Exercise:
Please reproduce the entries below exactly as they stand, but leave the pictures out.

Records for the exercise:

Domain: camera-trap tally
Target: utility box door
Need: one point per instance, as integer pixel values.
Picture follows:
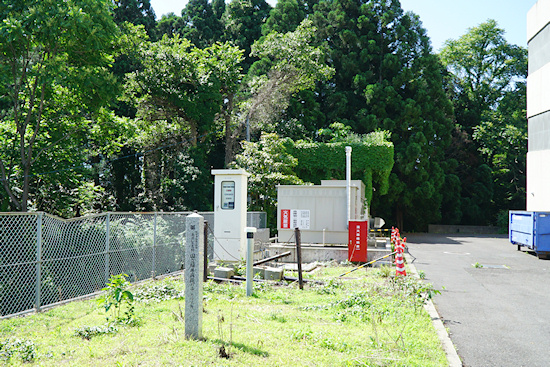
(357, 241)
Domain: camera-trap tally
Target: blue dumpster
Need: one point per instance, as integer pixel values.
(530, 229)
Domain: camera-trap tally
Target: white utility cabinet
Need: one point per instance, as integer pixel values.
(320, 211)
(230, 202)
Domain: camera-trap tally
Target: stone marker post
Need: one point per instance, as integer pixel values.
(194, 224)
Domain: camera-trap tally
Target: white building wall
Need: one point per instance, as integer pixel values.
(538, 107)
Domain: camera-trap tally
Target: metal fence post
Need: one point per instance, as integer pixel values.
(107, 246)
(38, 284)
(154, 245)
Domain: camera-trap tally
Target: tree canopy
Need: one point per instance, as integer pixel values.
(102, 107)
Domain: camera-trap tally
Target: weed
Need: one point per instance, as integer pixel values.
(222, 352)
(330, 287)
(88, 332)
(116, 298)
(355, 300)
(158, 292)
(25, 349)
(385, 271)
(301, 335)
(415, 290)
(277, 317)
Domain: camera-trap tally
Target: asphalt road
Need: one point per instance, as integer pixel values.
(498, 314)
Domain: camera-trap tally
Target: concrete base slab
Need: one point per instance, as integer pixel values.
(224, 272)
(305, 267)
(274, 273)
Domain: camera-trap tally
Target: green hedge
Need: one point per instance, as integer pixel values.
(371, 161)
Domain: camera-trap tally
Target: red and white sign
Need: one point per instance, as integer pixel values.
(285, 218)
(295, 218)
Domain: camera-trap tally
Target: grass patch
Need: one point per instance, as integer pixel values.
(368, 320)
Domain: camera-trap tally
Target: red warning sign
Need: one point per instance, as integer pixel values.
(285, 218)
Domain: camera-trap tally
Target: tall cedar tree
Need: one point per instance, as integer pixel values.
(137, 12)
(243, 20)
(201, 25)
(54, 77)
(485, 72)
(387, 78)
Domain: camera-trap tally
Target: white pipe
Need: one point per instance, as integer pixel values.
(348, 182)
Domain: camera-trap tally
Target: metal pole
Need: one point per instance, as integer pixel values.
(249, 260)
(154, 246)
(205, 276)
(107, 246)
(348, 181)
(248, 127)
(38, 284)
(299, 256)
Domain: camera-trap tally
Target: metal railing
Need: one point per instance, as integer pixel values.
(46, 260)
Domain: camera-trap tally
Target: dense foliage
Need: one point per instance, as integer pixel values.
(103, 107)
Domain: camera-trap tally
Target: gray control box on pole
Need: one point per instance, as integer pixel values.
(250, 260)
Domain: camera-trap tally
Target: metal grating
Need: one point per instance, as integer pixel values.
(46, 260)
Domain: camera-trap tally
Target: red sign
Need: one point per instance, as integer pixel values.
(285, 218)
(357, 245)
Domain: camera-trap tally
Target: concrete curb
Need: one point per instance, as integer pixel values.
(452, 356)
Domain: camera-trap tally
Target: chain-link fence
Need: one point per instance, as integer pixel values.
(45, 260)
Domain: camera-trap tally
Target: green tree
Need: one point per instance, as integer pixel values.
(285, 16)
(137, 12)
(243, 21)
(502, 141)
(54, 76)
(484, 66)
(485, 72)
(269, 164)
(387, 78)
(293, 65)
(177, 86)
(201, 25)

Exercise result:
Domain: camera-trap tally
Target: utility box door
Need: one point per instance, as integer pixel values.
Picture follows:
(357, 241)
Domain: camera-trap tally
Target: blue dumpster
Need: one point per instance, as integer pixel values.
(530, 229)
Domain: camera-trap tally
Target: white utility cabinet
Need: one point per instance, as integer pixel values.
(320, 211)
(230, 202)
Domain: camera-trap tally
Target: stone marker post
Need: one point per instance, as integer pixel values.
(194, 224)
Domain: camera-trap tally
Target: white building wall
Need: one point per instance, as integer pixel values.
(538, 107)
Domain: camera-trap tally
Target: metal fence post
Need: one point per instance, as integer pixel values.
(107, 246)
(38, 284)
(154, 245)
Domain: camera-trap tally
Target: tree canopy
Need: one point per instance, as integer pixel values.
(102, 107)
Domain: camera-trap tally
Target: weed
Need: one point per instance, as integer pixel values.
(222, 352)
(330, 287)
(88, 332)
(116, 298)
(355, 300)
(158, 292)
(25, 349)
(385, 271)
(301, 335)
(415, 290)
(277, 317)
Domain: camera-trap tally
Target: asphalt road
Need: one point per instance, as integer pixel values.
(498, 314)
Domain: camera-trap tally
Target: concrete base slab
Need: one point per instance, as integer pixel values.
(224, 272)
(305, 267)
(274, 273)
Domain: camera-trap tally
Target: green hedge
Need: one point per instance, as integer pixel values.
(371, 161)
Domain: camera-trap tally
Target: red and white sign
Need: one point per instance, as integer pixel values.
(285, 218)
(295, 218)
Domain: camera-trap tally
Target: grass patch
Need: one point per instance, as integer pixel values.
(368, 320)
Domain: camera-trap tally
Target: red warning sign
Need: one point per instance, as integer pixel values.
(285, 218)
Domain: camera-trap tally
Target: tall cedar tree
Need: one point per instance, as integer pixel values.
(137, 12)
(243, 20)
(201, 25)
(54, 77)
(485, 72)
(387, 78)
Domain: camera-trap tally
Target: white pipe
Need: one point per instance, as integer pixel values.
(348, 182)
Domain: camera-trap tally
Target: metal pole
Need: one point per instance, as integer pixel values.
(249, 260)
(154, 246)
(205, 276)
(107, 246)
(348, 181)
(248, 127)
(38, 284)
(299, 256)
Domain: camera-trap tally
Target: metal railing
Need: one point per instance, as integer pixel values.
(46, 260)
Domain: camera-trap tally
Target: dense foliage
Need: one point per instance, as integer pixel values.
(103, 107)
Domain: camera-trap tally
Target: gray control box on pole
Need: one point per instance, as integer pixel values.
(250, 260)
Domain: camera-trap tally
Target: metal grating
Need: one point per instance, as integer pixel values.
(46, 260)
Domain: camera-trap tally
Target: red sign
Need: one point per instance, as integer pixel values.
(285, 218)
(357, 245)
Domain: camera-trap tally
Target: concrete curb
Need: one point per instance, as integer pixel values.
(452, 356)
Domain: camera-trap tally
Target: chain-link fence
Need: one point per instance, as integer pixel values.
(45, 260)
Domain: camera-trap tally
Target: green tree
Need: one point per instance, as integer pixel values.
(285, 16)
(137, 12)
(243, 21)
(502, 141)
(54, 76)
(484, 66)
(485, 72)
(269, 164)
(387, 78)
(293, 65)
(177, 86)
(201, 25)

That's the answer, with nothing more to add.